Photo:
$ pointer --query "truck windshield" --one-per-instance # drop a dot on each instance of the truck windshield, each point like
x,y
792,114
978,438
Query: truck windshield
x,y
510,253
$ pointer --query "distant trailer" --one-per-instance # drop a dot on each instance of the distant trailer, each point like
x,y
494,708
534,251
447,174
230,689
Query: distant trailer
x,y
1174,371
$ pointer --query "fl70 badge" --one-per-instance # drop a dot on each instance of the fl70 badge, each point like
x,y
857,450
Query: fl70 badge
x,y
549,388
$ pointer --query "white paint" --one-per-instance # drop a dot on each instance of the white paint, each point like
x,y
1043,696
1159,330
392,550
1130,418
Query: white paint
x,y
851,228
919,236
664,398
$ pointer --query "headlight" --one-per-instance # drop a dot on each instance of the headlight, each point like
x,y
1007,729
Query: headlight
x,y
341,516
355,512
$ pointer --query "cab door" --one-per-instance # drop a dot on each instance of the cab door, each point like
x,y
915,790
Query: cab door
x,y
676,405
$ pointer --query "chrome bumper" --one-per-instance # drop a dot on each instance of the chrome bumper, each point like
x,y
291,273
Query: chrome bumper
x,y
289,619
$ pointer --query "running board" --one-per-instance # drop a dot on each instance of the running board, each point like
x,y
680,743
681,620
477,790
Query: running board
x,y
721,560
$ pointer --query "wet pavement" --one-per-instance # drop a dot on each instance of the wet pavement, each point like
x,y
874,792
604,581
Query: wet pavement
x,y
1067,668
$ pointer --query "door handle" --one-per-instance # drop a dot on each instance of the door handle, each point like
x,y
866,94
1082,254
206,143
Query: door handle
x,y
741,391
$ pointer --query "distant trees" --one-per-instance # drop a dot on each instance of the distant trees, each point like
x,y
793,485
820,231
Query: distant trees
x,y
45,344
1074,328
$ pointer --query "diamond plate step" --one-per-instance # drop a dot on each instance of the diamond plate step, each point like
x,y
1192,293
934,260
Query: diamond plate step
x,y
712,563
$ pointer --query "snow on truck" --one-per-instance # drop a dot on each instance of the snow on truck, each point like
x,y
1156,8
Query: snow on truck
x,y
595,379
####################
> [Prompt] Rewrite all the rows above with every "drop a dot" changed to "place a point", keeping everything else the same.

> [The result]
Photo:
$ pointer --query "truck windshield" --one-per-instance # place a point on each instance of the truck windshield, each point like
x,y
792,114
978,438
Query: truck windshield
x,y
510,253
$ pointer --query "distant trailer" --one-per-instance # place a point on each instance of the distant trailer, each point like
x,y
494,708
534,251
447,174
230,689
Query: distant trailer
x,y
1174,371
$ pointer --query "fl70 badge" --one-per-instance # place a point on each instance of the fl70 badge, each point like
x,y
857,450
Query: fl70 badge
x,y
549,388
$ pointer --query "white paint" --one-per-instance # place a point on each instance of the white paint, each point like
x,y
1043,696
1159,330
392,550
1130,418
Query: white paint
x,y
851,228
919,236
664,398
$ pointer --query "headlight" --one-per-instance # place a point on each instance of the headlight, each point like
x,y
1007,729
Query: headlight
x,y
341,516
355,512
$ pointer --query "cab door" --one-per-instance # place a point on each instance of the cab door, each point like
x,y
915,790
Query: cab door
x,y
676,405
$ pointer --query "chrome bumper" --one-per-instance # place a point on each instance of the chrome bumper, each point like
x,y
291,273
Query: chrome bumper
x,y
289,619
$ pointer --query "running board" --one-per-instance # place a point on each instance of the running board, each point like
x,y
680,743
681,620
477,790
Query: running board
x,y
721,560
$ pointer --query "wet pavement" --one-per-instance # place a point on each instance of the wet pavement, each point like
x,y
874,792
604,581
Query: wet pavement
x,y
1067,668
$ pointer --query "door handle" --one-per-instance # place a point on each instance of the door handle, each point like
x,y
866,94
1082,254
206,143
Query: door handle
x,y
741,391
$ pointer --query "distant trees" --one-per-instance # place a point on each instance of the distant trees, each point like
x,y
793,485
820,231
Query: distant trees
x,y
45,344
1074,328
$ pointer --query "diamond plate step" --one-per-instance # place a point on each instance of the diamond plate step, each point like
x,y
1192,293
934,260
Query: diamond plate step
x,y
712,563
$ pointer --query "snow on truck" --one-per-instance # place a point on each instance of the snow on truck, each point like
x,y
1156,8
Query: snow on truck
x,y
595,379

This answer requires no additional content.